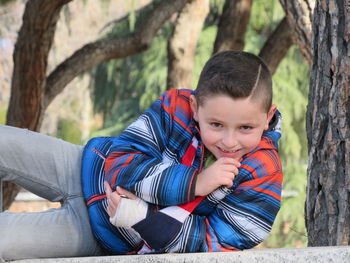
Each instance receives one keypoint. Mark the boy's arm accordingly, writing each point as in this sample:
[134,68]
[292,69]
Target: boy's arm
[142,159]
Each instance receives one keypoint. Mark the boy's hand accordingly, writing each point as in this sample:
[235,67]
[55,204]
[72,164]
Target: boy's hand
[221,172]
[115,197]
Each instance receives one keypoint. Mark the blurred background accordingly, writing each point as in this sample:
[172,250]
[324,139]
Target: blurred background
[103,101]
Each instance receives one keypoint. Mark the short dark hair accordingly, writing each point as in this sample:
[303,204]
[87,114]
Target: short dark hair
[236,74]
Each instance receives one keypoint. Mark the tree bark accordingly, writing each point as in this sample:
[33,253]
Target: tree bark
[277,45]
[328,127]
[30,63]
[93,54]
[299,16]
[182,44]
[32,91]
[232,25]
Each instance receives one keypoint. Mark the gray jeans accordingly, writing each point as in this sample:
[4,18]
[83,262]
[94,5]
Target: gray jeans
[49,168]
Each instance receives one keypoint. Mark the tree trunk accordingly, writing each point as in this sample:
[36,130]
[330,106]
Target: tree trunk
[277,45]
[328,127]
[232,25]
[182,44]
[32,91]
[299,16]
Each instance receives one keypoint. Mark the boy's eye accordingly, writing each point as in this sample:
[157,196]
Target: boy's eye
[216,124]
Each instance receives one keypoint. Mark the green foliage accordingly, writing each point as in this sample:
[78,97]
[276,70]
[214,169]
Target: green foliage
[69,131]
[290,89]
[124,88]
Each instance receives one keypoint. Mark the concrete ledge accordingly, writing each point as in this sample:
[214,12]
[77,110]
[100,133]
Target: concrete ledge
[316,254]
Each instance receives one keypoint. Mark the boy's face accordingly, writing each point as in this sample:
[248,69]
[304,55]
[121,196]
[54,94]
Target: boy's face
[231,127]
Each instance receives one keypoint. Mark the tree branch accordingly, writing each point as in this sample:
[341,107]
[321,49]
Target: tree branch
[277,45]
[94,53]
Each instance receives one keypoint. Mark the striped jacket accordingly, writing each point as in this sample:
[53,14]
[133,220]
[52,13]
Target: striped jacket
[146,159]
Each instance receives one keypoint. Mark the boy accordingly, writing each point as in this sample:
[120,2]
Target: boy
[226,117]
[226,206]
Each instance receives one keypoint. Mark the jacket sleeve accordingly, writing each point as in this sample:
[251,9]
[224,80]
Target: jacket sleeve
[142,159]
[241,220]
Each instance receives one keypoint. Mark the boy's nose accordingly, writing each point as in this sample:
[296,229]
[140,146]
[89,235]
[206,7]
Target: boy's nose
# # # #
Write out all the records again, switching every "keypoint" to "marker" and keeping everything else unchanged. Leave the pictures out.

Each instance receives one marker. Mark the boy's arm accordingly, writing each point as in this sample:
[134,68]
[292,69]
Target: boy's arm
[142,159]
Each instance receives one marker. Mark the boy's hand accordingly, writing each point as in this sample:
[235,67]
[55,204]
[72,164]
Target: boy's hand
[221,172]
[115,197]
Each instance receives one marker. Mark the blurred background accordingly, writing each point as in this sample:
[172,250]
[324,139]
Target: blurred background
[103,101]
Each instance receives one marker. Mark the short dark hair accordingly, writing each point as in this sample:
[303,204]
[87,114]
Target: short dark hair
[236,74]
Each instance receives one marker. Mark the tree bark accordingly, writing each point as in this sample:
[33,253]
Target: tree bark
[277,45]
[328,127]
[30,63]
[93,54]
[299,16]
[182,44]
[32,91]
[232,25]
Each instance receives one marker. Mark the gray jeans accordingly, writing each point as in this sample:
[4,18]
[83,262]
[94,5]
Target: gray jeans
[49,168]
Each instance receives one marker. Mark the tree trunk accordingly, writing each point as in this sample:
[36,130]
[330,106]
Target: tree trunk
[277,45]
[328,127]
[232,25]
[182,44]
[32,91]
[299,16]
Each instance receives one marker. Mark the boy's eye accordingly, writing each point as in this sample:
[157,196]
Target: boy's eye
[216,124]
Each instance receives one marker. Mark the green foliage accordingly, writing each point as in this sample:
[78,97]
[276,70]
[214,169]
Target: green foliage
[69,131]
[290,89]
[124,88]
Each instance receives one marker. Mark the concrete ledge accordingly, writing each point as in this sample:
[214,12]
[77,110]
[100,133]
Target: concrete ledge
[316,254]
Each instance receives one marker. Mark the boy's face accordingly, writing each point as in this sample:
[248,69]
[304,55]
[121,196]
[54,94]
Target: boy's face
[231,127]
Each instance receives one marker. Mark the tree branch accordingly, writing each point as in this sample:
[341,107]
[321,49]
Target: tree branch
[277,45]
[94,53]
Each instance receives one marker. Mark the striped jacket accordingly, writing each point as in this sample:
[53,14]
[133,220]
[52,13]
Target: striped jacket
[146,159]
Each instance receives one marker. Mark the boy accordingly, writing each point as in this sample:
[120,2]
Target: boy
[226,117]
[226,206]
Each instance receives one marker. Mark the jacket sleeve accordingly, writing each point as in this sample:
[251,9]
[224,80]
Target: jacket sleeve
[142,159]
[241,220]
Each instance receives one marker. Mark the boy's nose accordingly, writing each point as in this sample:
[296,229]
[140,146]
[89,235]
[206,7]
Target: boy's nose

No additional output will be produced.